WHAT TO WORK ON
Show every line below that contains the word "mountain", copied in full.

=====

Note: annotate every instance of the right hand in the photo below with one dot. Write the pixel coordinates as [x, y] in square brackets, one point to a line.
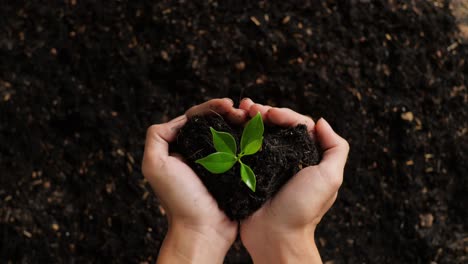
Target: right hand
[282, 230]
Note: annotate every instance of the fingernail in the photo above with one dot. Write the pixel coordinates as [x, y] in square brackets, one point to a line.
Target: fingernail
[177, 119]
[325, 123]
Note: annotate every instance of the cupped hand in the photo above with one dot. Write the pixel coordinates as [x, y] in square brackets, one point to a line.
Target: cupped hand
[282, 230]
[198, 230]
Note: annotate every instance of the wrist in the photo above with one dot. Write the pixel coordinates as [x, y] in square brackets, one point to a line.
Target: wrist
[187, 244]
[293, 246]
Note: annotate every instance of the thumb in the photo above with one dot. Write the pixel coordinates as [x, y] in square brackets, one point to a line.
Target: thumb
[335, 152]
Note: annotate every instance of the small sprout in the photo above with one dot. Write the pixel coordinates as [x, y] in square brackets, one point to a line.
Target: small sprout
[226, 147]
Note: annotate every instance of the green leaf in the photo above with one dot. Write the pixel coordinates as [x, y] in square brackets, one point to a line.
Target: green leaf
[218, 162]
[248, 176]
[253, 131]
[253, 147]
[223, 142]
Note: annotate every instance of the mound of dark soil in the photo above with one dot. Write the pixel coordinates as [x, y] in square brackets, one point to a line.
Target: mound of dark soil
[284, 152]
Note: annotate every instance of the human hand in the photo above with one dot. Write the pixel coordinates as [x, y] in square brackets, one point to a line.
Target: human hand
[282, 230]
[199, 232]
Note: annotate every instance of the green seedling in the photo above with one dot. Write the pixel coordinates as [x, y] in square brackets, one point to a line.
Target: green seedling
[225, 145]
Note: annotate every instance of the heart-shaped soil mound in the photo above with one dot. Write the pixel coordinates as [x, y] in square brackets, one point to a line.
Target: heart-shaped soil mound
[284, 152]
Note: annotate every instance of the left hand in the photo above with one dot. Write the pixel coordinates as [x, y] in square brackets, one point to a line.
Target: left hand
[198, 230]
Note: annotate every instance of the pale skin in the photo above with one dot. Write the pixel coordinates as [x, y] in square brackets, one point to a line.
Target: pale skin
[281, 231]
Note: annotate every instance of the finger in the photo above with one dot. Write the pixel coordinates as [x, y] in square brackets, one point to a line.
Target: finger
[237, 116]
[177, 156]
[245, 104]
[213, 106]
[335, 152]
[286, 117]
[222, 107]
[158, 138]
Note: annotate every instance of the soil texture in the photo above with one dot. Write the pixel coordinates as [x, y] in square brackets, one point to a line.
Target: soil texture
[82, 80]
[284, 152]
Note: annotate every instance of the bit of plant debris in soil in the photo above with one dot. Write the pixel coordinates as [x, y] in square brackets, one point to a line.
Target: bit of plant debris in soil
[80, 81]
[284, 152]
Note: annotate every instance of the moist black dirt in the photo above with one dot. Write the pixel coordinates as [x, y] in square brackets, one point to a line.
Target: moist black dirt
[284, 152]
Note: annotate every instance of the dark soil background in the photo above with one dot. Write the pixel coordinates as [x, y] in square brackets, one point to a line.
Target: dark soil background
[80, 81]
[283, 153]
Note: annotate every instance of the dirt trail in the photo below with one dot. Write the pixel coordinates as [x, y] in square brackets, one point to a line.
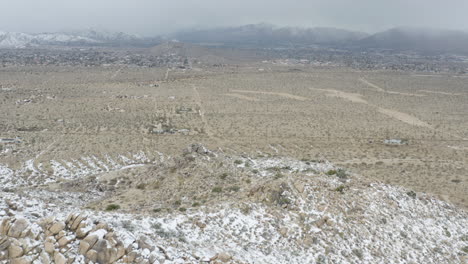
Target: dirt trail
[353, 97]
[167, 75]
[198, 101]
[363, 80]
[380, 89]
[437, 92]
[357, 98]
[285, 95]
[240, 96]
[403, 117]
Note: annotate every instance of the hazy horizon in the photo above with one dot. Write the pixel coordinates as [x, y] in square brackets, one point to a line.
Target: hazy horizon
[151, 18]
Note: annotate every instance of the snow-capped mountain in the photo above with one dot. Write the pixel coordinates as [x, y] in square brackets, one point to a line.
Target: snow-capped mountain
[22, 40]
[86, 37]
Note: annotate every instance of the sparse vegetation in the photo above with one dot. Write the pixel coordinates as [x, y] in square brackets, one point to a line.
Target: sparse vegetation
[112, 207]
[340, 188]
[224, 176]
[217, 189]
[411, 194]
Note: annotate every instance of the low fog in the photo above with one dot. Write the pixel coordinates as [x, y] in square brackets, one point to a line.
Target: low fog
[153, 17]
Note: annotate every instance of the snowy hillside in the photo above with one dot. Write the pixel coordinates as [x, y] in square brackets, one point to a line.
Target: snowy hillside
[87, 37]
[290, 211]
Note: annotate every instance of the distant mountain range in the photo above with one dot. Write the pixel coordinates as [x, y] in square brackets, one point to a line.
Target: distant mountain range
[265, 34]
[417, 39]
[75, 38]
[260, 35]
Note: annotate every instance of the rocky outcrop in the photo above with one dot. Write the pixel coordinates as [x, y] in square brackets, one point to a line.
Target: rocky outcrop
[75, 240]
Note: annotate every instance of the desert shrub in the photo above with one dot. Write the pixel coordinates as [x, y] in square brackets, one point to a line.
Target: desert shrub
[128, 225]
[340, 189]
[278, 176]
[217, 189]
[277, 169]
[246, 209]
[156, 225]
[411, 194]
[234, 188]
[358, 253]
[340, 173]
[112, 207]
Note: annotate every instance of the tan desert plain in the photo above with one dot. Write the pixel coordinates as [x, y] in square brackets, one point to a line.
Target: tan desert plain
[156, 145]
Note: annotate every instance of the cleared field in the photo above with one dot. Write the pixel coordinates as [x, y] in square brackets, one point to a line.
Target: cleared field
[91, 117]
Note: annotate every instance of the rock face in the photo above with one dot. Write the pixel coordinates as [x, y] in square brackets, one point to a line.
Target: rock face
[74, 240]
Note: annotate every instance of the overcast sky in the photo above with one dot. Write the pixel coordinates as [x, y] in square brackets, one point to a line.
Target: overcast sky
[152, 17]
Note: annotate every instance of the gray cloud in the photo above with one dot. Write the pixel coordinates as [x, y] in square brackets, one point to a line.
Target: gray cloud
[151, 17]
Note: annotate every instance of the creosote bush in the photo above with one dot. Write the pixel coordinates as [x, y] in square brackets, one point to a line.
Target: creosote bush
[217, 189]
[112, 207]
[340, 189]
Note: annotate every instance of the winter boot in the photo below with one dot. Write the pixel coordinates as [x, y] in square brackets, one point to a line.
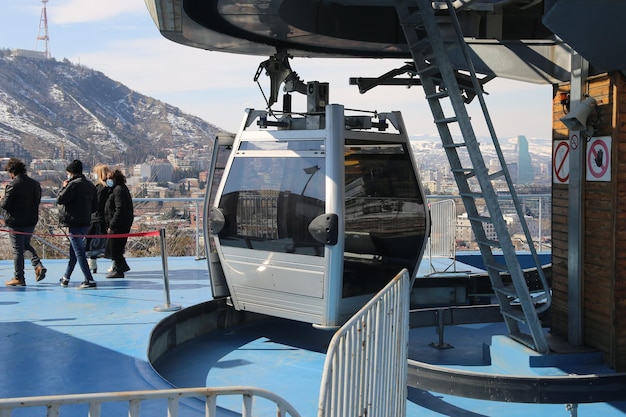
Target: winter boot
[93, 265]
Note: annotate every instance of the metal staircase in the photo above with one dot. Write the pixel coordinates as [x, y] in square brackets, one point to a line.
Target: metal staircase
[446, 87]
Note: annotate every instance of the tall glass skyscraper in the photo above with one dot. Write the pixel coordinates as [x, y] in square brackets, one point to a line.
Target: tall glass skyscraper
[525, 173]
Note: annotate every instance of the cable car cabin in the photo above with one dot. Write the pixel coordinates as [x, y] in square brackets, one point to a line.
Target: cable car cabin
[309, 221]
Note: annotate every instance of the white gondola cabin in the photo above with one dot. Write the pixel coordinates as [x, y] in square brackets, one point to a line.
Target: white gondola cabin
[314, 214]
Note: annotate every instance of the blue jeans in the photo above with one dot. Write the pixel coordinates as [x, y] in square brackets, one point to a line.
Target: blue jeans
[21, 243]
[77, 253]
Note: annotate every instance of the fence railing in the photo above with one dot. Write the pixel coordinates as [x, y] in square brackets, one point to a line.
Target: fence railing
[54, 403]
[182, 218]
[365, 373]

=====

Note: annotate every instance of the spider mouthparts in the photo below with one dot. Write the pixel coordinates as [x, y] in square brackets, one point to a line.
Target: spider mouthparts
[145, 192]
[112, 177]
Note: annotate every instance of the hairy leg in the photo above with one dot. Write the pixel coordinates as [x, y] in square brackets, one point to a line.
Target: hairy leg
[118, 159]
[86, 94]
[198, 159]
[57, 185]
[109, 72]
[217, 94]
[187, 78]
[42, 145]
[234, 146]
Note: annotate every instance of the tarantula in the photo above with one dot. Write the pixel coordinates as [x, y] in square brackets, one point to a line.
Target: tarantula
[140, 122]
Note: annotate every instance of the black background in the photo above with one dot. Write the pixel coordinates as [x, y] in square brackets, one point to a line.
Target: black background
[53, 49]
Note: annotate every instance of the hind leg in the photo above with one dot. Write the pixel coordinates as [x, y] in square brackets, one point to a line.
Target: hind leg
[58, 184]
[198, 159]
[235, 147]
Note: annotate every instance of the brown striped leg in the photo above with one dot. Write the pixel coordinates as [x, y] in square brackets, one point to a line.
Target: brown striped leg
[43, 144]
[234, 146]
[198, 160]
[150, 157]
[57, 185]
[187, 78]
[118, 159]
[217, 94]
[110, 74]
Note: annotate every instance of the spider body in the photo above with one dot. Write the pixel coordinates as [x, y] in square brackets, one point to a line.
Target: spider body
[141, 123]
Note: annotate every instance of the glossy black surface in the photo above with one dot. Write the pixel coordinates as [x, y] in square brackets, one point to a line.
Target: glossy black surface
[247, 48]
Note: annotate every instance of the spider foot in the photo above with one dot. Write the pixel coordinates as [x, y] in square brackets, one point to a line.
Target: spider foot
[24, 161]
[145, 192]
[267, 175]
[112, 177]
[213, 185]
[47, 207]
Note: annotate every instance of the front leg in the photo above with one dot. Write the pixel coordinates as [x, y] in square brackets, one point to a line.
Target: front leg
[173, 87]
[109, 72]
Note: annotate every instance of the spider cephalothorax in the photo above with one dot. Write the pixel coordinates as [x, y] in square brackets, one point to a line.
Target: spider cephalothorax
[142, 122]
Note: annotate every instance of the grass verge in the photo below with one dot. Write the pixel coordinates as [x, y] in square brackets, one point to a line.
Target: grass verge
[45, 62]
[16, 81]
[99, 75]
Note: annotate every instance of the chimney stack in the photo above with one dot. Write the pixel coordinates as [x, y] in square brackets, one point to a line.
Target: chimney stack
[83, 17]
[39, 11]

=====

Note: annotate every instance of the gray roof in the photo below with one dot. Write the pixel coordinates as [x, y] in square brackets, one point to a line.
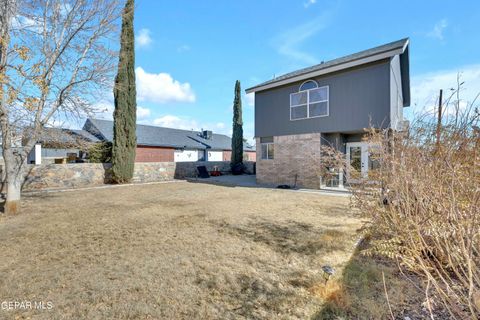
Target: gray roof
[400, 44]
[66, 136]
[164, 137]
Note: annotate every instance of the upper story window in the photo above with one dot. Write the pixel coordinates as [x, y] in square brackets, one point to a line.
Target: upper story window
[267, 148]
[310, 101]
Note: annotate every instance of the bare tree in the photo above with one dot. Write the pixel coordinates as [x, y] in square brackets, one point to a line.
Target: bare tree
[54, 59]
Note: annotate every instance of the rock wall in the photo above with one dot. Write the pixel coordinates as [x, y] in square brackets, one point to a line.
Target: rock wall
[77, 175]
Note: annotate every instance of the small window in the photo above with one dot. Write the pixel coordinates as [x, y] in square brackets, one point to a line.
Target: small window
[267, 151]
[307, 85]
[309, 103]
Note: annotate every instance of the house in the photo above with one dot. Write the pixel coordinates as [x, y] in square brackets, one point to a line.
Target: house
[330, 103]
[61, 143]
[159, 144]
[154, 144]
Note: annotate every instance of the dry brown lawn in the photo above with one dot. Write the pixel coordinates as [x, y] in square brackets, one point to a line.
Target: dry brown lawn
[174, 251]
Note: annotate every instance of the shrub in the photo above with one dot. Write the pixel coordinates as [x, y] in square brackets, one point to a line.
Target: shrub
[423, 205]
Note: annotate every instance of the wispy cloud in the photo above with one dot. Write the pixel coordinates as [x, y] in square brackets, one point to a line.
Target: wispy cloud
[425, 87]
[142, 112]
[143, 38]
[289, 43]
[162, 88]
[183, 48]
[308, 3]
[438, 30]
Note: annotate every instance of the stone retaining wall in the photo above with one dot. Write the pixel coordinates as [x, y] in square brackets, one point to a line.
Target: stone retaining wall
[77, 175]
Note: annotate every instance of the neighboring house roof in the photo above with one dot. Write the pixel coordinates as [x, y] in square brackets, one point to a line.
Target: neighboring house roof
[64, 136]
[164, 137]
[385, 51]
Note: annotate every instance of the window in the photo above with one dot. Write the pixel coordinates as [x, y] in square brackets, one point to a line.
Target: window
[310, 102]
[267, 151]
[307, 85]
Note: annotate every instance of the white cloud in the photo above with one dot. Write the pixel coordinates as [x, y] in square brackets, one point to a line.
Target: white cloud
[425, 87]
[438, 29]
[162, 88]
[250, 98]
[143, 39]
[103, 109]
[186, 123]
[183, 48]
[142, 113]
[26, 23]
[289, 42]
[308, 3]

=====

COMPLETE RESPONSE
Note: annotate every instance of the snow-capped mountain in the photo above with one dot. Write the pixel coordinates as [x, y] in square brackets, one point to a line.
Target: snow-capped mountain
Note: annotate every instance of the distant mountain range in the photo above with one dot. Write the pixel coordinates as [x, y] in square brackets, one point to a line.
Target: distant mountain range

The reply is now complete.